§ **Stored items**:
* Start *
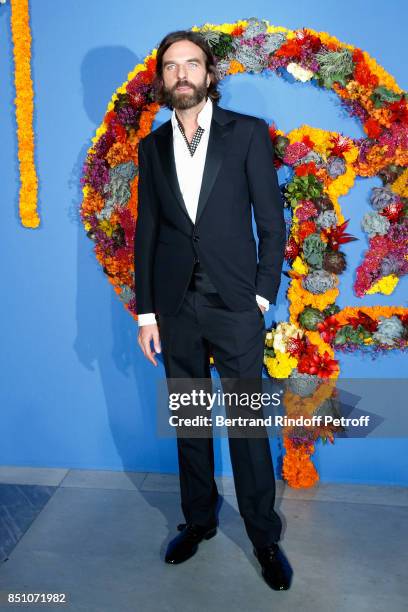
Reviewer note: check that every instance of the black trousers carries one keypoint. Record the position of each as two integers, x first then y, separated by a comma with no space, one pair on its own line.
236,341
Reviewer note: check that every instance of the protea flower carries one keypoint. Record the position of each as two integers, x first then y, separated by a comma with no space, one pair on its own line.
328,328
334,261
337,235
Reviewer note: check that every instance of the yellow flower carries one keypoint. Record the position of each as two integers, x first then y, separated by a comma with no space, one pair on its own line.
281,365
300,266
300,73
283,333
385,285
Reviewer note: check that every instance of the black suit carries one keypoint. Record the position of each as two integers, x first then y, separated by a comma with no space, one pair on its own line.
238,169
214,310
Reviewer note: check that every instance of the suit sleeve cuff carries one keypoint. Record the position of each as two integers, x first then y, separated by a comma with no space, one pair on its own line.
262,302
149,318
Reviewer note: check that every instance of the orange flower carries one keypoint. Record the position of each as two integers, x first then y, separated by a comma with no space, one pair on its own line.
24,101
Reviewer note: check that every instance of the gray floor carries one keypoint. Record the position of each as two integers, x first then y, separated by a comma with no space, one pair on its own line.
101,538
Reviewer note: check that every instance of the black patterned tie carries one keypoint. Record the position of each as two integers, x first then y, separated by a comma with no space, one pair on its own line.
196,138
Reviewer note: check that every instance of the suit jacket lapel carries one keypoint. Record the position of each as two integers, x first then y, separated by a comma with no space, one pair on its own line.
221,127
166,153
217,146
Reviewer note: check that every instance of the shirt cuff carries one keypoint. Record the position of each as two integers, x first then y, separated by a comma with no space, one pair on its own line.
262,302
149,318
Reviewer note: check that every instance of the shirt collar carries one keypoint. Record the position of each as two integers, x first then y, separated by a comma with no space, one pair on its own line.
203,118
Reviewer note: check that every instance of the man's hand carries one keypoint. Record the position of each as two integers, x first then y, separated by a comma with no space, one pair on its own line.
147,333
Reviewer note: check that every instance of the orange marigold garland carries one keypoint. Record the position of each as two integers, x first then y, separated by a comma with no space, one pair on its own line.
24,102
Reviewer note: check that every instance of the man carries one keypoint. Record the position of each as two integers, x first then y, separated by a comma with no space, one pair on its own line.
199,287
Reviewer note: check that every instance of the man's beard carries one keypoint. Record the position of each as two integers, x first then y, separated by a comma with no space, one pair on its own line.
184,100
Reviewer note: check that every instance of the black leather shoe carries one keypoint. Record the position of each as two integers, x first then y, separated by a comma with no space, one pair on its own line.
185,545
275,567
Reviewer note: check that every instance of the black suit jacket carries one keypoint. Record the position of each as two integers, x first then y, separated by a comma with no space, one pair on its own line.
238,171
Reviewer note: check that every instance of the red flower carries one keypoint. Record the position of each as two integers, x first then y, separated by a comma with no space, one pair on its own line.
362,73
322,365
237,31
292,48
372,128
306,228
393,211
296,346
291,249
305,169
363,319
404,319
308,141
328,328
337,235
340,144
399,111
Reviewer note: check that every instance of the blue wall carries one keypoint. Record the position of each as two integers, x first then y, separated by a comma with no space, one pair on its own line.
76,390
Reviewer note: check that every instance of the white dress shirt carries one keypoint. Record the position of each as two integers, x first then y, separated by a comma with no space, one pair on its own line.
190,170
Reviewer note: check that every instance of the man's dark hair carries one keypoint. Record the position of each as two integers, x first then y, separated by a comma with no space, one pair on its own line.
210,64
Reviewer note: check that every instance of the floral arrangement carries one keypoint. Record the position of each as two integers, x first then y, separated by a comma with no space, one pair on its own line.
24,102
324,164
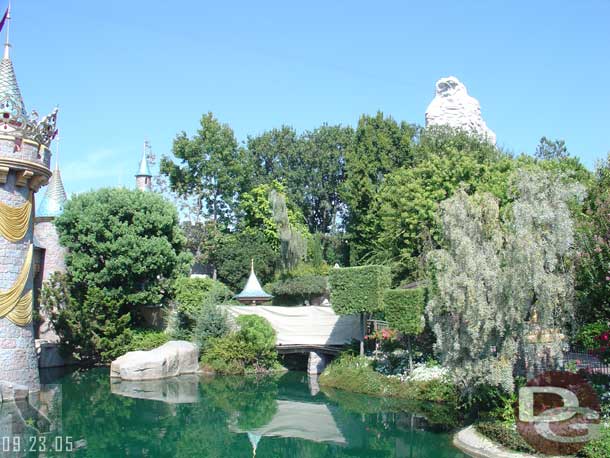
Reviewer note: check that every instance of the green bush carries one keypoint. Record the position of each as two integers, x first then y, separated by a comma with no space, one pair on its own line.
404,309
211,322
358,289
598,448
505,435
192,295
125,242
145,339
356,374
249,349
299,288
588,335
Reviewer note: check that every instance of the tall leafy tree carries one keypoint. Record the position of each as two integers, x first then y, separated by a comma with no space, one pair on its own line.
493,276
323,153
380,146
552,149
126,243
408,200
309,166
212,169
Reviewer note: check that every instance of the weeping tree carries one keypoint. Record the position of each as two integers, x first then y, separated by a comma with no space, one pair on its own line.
495,279
293,245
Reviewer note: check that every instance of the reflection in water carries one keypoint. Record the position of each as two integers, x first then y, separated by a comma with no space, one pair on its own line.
175,390
276,416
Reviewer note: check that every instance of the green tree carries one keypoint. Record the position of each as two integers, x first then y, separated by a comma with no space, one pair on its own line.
323,151
593,236
492,278
233,253
91,326
126,243
408,200
380,146
309,166
212,170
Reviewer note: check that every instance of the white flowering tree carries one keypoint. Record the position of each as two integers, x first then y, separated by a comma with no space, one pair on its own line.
494,277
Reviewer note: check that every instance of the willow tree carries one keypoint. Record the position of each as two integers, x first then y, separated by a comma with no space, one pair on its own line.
466,307
495,279
293,245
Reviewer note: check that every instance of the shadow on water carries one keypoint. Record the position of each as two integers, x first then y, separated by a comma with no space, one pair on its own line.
282,415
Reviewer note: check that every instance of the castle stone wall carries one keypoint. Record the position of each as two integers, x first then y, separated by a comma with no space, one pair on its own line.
55,255
18,362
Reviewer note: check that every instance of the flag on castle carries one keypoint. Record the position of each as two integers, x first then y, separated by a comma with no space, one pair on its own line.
2,22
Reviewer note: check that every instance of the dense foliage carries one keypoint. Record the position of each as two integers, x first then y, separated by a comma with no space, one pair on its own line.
380,146
493,277
403,309
191,296
126,243
593,277
298,289
358,289
211,170
232,255
90,323
249,349
211,322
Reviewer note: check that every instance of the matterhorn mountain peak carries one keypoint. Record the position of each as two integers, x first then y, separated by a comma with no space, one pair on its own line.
452,106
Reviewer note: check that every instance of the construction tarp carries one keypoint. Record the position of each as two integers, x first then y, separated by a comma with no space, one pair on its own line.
311,325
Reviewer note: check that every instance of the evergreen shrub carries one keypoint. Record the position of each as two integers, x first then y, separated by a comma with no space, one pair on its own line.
404,309
358,289
249,349
192,295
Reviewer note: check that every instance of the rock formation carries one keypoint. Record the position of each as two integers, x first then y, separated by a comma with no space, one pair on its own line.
169,360
452,106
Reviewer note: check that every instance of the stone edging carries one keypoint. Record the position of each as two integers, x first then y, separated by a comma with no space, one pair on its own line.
469,441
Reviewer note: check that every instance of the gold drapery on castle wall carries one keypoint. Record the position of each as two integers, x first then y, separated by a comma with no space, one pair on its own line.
15,221
13,305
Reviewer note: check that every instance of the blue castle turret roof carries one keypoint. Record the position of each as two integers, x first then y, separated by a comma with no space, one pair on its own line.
144,170
52,204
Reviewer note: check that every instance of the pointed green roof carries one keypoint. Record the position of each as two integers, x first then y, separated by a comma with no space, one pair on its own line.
52,204
253,291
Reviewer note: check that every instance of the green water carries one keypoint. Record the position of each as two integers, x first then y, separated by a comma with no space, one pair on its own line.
283,416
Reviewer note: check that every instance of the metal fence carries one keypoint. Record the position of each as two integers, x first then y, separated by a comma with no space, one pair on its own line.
580,358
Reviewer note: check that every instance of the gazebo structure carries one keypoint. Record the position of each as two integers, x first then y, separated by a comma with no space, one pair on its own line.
253,293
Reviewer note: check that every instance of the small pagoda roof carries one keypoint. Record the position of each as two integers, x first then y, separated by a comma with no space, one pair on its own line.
253,290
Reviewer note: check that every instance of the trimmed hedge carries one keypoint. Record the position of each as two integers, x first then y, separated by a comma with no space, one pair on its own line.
301,287
404,309
358,289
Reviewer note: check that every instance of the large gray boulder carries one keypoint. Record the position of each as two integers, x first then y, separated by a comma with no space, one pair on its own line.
183,389
169,360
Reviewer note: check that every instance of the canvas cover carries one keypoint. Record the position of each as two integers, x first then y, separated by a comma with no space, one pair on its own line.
311,325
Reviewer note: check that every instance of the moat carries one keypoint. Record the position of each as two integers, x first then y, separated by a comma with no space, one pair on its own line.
83,413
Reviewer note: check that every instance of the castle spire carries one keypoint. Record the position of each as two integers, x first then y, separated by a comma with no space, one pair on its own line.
7,44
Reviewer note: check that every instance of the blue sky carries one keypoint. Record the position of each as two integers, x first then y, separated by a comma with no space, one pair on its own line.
123,71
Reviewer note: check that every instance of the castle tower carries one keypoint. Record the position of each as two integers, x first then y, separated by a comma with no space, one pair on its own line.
144,177
24,168
49,255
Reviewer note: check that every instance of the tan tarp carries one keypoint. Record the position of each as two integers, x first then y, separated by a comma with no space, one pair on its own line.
305,325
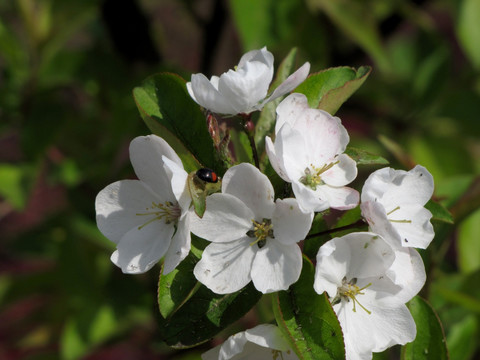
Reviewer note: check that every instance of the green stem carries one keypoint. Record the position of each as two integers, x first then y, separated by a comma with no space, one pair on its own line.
359,223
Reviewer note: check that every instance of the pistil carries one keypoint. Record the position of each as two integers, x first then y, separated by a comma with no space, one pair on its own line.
261,231
349,290
312,177
170,212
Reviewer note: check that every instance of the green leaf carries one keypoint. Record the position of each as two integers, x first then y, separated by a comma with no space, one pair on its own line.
85,330
363,157
192,314
358,23
266,121
460,339
15,182
308,320
430,341
169,112
329,89
439,212
196,187
468,245
469,31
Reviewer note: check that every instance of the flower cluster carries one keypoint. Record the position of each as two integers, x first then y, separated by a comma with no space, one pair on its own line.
254,237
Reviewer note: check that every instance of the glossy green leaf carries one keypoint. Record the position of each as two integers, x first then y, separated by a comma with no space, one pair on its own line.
308,320
13,181
469,31
329,89
439,212
87,329
192,314
169,112
468,245
462,338
430,340
363,157
266,121
196,187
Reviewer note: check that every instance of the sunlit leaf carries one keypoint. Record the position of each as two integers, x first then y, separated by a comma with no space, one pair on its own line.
266,121
363,157
329,89
430,340
169,112
468,244
358,23
439,212
308,320
461,338
190,313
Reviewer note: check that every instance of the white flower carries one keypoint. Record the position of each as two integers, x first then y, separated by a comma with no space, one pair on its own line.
262,342
253,237
308,152
393,205
147,218
244,89
368,286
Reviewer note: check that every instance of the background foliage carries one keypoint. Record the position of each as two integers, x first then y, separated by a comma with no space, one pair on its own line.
67,115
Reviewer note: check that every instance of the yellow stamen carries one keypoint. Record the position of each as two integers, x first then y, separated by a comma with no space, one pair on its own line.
313,177
261,231
349,290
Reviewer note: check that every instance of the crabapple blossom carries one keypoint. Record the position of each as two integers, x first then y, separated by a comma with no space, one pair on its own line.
253,238
261,342
308,152
147,218
393,205
368,289
244,89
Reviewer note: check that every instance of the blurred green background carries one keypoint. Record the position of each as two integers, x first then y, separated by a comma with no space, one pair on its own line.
67,69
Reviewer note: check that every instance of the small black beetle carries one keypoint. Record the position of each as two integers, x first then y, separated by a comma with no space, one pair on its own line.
207,175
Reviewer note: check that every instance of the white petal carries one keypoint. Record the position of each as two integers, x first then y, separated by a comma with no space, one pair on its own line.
117,207
384,327
225,267
276,266
226,219
397,187
376,216
419,231
371,255
262,55
180,245
290,109
247,183
274,160
333,258
307,198
414,187
247,86
178,180
323,134
140,249
206,95
342,173
292,152
253,344
290,83
340,198
290,223
407,271
146,157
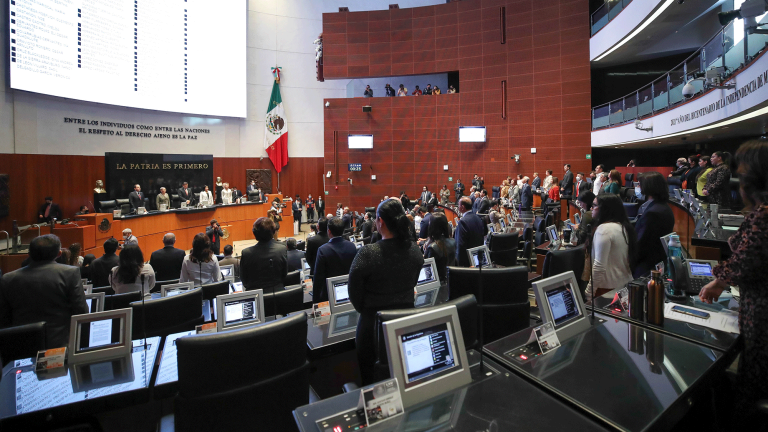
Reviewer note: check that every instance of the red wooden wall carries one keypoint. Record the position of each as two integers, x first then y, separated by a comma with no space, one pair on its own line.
70,180
545,62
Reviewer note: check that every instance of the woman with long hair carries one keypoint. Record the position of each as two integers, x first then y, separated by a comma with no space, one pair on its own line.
442,246
382,277
614,245
746,269
131,273
718,187
200,266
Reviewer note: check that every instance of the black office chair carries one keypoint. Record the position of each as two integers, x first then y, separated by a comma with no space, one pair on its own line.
503,248
289,300
505,297
214,394
22,342
292,278
168,315
631,209
561,261
121,301
107,206
210,291
159,284
466,307
106,290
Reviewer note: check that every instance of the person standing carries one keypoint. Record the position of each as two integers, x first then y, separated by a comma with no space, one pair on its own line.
746,269
382,277
214,233
718,188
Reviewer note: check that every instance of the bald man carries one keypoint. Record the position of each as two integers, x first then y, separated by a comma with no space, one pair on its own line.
167,261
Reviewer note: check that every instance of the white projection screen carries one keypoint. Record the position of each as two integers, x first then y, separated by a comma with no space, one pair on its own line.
177,56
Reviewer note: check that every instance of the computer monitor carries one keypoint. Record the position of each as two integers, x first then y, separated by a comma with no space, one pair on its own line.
239,309
426,354
479,256
665,242
560,303
95,302
338,294
552,234
99,335
175,289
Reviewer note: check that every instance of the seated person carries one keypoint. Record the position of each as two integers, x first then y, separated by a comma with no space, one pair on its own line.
200,266
333,259
294,255
43,291
131,274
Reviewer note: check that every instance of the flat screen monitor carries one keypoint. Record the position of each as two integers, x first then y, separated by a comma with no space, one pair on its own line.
360,141
99,335
479,256
472,134
426,353
240,309
338,294
156,70
95,302
560,303
176,289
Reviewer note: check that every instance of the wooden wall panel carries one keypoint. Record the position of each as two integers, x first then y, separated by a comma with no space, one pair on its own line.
544,62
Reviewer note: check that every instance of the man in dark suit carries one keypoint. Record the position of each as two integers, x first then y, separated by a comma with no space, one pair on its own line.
101,267
654,220
136,198
43,291
566,186
458,189
265,264
426,196
469,232
48,211
333,259
314,243
296,207
526,195
294,255
167,261
185,194
214,232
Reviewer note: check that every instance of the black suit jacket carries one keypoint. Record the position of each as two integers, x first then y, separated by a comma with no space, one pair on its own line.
54,213
167,263
256,271
313,244
294,260
136,199
656,221
333,259
469,233
188,196
101,268
43,291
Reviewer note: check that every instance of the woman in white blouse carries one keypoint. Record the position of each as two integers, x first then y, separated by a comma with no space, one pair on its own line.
613,245
131,273
200,266
206,197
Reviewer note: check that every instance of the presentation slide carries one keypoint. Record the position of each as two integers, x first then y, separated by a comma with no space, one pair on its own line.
177,56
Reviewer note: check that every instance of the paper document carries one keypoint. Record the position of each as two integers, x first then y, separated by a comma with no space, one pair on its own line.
724,321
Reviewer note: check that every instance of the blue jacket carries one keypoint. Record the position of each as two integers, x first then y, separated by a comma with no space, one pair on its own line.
469,233
333,259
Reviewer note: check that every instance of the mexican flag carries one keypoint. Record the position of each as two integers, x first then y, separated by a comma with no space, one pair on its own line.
276,130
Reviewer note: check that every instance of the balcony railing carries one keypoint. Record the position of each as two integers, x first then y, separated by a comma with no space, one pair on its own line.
606,13
722,50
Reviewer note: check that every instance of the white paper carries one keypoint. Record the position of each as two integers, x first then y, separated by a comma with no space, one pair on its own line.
724,321
101,333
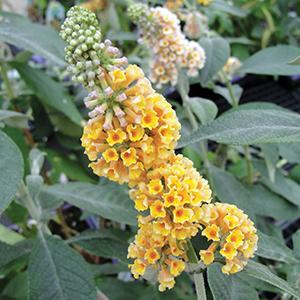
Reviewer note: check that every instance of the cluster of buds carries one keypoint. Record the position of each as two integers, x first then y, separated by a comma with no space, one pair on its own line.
160,31
86,54
172,194
130,138
231,66
231,232
196,25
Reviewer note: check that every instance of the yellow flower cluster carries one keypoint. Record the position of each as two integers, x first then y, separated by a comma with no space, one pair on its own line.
232,232
170,47
131,127
172,193
130,138
196,25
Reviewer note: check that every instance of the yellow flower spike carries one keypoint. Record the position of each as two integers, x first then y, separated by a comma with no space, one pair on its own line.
171,198
207,256
115,137
165,279
135,132
182,215
231,221
149,120
151,256
138,268
235,238
212,232
228,251
110,155
177,266
155,186
157,210
129,157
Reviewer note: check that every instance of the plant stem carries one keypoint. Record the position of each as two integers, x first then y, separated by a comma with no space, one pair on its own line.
190,252
235,104
200,286
8,87
29,203
249,165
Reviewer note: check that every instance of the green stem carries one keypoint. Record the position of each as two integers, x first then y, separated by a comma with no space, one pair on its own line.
235,103
190,252
200,286
9,89
29,203
249,165
228,84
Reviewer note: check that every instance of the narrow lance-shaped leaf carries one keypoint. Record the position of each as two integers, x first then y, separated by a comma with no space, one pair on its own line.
110,201
39,39
56,271
11,170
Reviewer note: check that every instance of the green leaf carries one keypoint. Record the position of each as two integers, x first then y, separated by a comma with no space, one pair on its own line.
291,152
272,61
17,288
295,62
270,247
262,272
110,201
14,119
223,91
230,190
39,39
102,244
282,185
220,5
272,205
36,158
249,126
56,271
217,51
49,91
206,110
9,236
11,252
11,170
228,287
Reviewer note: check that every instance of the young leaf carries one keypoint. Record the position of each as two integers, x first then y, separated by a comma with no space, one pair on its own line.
270,247
282,185
14,119
39,39
56,271
109,201
272,61
11,170
249,126
262,272
206,110
217,51
228,287
230,190
49,91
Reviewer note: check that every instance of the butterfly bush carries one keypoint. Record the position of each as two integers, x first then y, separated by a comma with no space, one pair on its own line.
130,138
160,31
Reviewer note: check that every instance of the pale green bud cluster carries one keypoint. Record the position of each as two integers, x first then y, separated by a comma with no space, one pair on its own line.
139,13
86,55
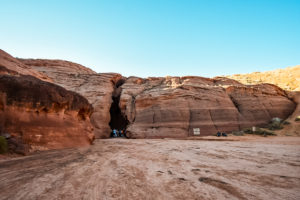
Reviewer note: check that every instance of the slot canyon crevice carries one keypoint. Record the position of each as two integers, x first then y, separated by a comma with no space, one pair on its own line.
117,119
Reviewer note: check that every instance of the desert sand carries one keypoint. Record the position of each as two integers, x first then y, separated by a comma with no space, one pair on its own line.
247,167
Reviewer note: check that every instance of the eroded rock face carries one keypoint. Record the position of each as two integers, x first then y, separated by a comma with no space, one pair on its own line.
36,114
174,106
97,88
287,78
42,114
11,66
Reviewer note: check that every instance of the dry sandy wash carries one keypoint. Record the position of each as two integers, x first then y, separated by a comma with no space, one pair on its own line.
251,168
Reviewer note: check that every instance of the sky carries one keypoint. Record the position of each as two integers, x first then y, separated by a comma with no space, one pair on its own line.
156,37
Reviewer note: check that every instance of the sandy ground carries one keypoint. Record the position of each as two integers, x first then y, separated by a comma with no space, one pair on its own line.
254,168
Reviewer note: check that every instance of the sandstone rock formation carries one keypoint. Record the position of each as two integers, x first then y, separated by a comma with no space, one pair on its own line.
38,113
168,107
176,106
10,65
287,78
97,88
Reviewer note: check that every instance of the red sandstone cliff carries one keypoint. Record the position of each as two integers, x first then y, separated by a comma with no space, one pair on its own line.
38,113
175,106
171,106
97,88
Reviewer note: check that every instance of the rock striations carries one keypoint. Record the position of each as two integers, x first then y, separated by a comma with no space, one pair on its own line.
177,106
97,88
40,114
174,107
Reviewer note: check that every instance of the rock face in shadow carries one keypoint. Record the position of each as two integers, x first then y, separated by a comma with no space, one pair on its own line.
97,88
43,115
40,115
176,107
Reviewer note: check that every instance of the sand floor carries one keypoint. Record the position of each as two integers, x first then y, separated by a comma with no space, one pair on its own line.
253,168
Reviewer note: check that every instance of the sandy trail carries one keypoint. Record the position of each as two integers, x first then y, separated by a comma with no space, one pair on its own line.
255,168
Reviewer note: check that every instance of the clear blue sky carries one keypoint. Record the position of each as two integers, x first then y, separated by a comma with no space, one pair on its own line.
156,37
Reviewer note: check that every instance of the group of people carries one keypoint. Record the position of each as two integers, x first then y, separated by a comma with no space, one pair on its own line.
118,133
219,134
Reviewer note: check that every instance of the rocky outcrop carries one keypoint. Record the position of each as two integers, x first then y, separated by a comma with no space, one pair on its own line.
11,66
43,115
36,114
97,88
287,78
177,106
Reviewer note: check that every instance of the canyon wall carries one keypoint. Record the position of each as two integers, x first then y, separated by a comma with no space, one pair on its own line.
97,88
39,114
287,78
177,106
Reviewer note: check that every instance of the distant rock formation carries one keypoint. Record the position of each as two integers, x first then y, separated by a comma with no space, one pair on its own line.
40,114
175,107
287,78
* End *
§ **REQUIREMENT**:
Only the lines from the one that contains "Reviewer note: check that every instance of the clear" through the last line should be repeated, each exactly as it stands, with both ends included.

§ **ANSWER TO THE EXERCISE**:
Reviewer note: check that every instance of the clear blue sky carries one keypoint. Record the position of each as two integers, x first then y, separated by a comma with no space, one pair on its own line.
156,37
Reviewer note: check that every instance of the group of people carries one keypoint. Record the position of each as two integers, x first then y, separated by a comma with no space, one pair on its own line.
118,133
219,134
Reviewer note: check that every instance of the rocky outcrop carries one keypoint. Record the position of each as two integers, x first then y, separated by a comma with no space, one pair on its own line.
11,66
43,115
36,114
97,88
287,78
177,106
Reviewer note: check that every instance of the canyon wall carries one keypoint. Record the position of each as two integers, x first then y, separated by a comma with no space, one pair on its own line.
97,88
39,114
287,78
177,106
Reviewer note: check that every instance of the distant rock formation carries one keypoint. Record the position of each as two integers, x first then y, separated by a comma with no space, one pair on its own line.
40,114
175,107
287,78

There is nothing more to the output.